Dataset excerpt:
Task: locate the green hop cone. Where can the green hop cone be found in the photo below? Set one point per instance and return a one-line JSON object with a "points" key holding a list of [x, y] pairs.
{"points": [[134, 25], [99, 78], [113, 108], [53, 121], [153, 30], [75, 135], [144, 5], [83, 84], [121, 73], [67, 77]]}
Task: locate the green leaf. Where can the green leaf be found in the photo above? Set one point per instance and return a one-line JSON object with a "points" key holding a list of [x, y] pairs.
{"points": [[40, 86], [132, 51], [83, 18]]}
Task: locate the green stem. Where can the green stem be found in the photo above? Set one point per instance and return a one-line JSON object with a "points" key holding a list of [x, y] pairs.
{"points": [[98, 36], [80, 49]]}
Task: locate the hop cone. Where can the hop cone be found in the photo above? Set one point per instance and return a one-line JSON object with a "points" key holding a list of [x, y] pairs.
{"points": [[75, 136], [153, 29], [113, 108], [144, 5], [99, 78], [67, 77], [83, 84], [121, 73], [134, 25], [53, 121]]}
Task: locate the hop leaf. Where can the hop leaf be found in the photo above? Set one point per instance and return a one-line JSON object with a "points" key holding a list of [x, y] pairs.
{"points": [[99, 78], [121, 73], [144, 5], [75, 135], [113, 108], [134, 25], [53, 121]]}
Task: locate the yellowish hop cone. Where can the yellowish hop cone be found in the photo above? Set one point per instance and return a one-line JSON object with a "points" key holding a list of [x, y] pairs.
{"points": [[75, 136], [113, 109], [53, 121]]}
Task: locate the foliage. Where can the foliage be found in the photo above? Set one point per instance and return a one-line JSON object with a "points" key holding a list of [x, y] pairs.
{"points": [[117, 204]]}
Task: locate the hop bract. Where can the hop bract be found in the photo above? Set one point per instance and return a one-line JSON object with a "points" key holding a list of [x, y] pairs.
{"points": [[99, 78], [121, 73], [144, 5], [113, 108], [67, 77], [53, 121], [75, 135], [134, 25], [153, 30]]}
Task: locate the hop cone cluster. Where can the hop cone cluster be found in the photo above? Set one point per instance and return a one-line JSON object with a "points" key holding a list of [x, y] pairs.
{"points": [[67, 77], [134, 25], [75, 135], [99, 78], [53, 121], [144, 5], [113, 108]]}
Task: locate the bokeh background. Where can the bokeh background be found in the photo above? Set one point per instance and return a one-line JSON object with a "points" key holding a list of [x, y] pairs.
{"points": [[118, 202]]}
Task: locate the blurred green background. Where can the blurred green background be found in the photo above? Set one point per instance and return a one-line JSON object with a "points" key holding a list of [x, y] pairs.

[Exercise]
Using the listing above, please repeat every entry exactly.

[Expected answer]
Task: locate the green hop cone. Where can the green hop cone be found in the photo below? Set one point per instance and return a one-line JSON object with a "points" key holding a list of [x, y] pairs.
{"points": [[134, 25], [99, 78], [113, 108], [53, 121], [153, 30], [75, 135], [144, 5], [83, 84], [121, 73], [67, 77]]}
Task: locate the green leaf. Where can the green leaf be found in the photo above? Set one point per instance and return a one-line JSON object with a "points" key holding a list of [x, y] pairs.
{"points": [[40, 86], [132, 51], [83, 18]]}
Task: locate the green stem. Where can the green stem be found in the photo above? Set one point per instance and return a one-line JSON object with a "points" key holding a list of [x, y] pairs.
{"points": [[98, 36], [80, 49]]}
Task: locate the hop cone. Where can the hop cone be found in the photo above? Set one point per instance and return a one-line JSON object with a "points" key holding a list of [x, y] pairs.
{"points": [[75, 136], [153, 29], [113, 108], [144, 5], [99, 78], [67, 77], [83, 84], [121, 73], [134, 25], [53, 121]]}
Task: locate the hop leaf. Where can the hop leaf be found in the photo above? Set one point per instance and return a one-line JSON object with a "points" key holding a list of [x, y] pairs.
{"points": [[99, 78], [121, 73], [144, 5], [75, 135], [113, 108], [134, 25], [53, 121]]}
Task: locate the yellowish hop cone. Where can the yellowish hop cone be found in the photo above? Set one point per instance and return a one-line JSON object with a "points" key holding a list of [x, y] pairs.
{"points": [[75, 136], [113, 109], [53, 121]]}
Task: locate the foliage. Where can the foliage be found in the photo above? Set one point per instance and return a one-line JSON object with a "points" key holding a list of [x, y] pairs.
{"points": [[117, 204]]}
Task: locate the hop bract. Where can the hop bract be found in the photo above? Set one point per instance and return a one-line JSON object with a "points" key holding a list of [x, y] pairs.
{"points": [[99, 78], [121, 73], [144, 5], [113, 108], [67, 77], [53, 121], [75, 135], [134, 25], [153, 30]]}
Task: locate the hop cone cluster. Where can the hop cone cluster be found in the photo above? Set one point per instance and return a one-line JSON object with a "points" key holding a list of [x, y] pairs.
{"points": [[67, 77], [134, 25], [75, 135], [99, 78], [53, 121], [144, 5], [113, 108]]}
Task: locate the bokeh background. Where can the bokeh background be found in the photo above? Set one point per instance and return a one-line JSON object with a "points" key holding a list of [x, y] pairs.
{"points": [[118, 202]]}
Task: locate the blurred green background. Where can the blurred green background be found in the photo above? Set one point per instance and return a one-line JSON object with a "points" key holding a list of [x, y] pairs.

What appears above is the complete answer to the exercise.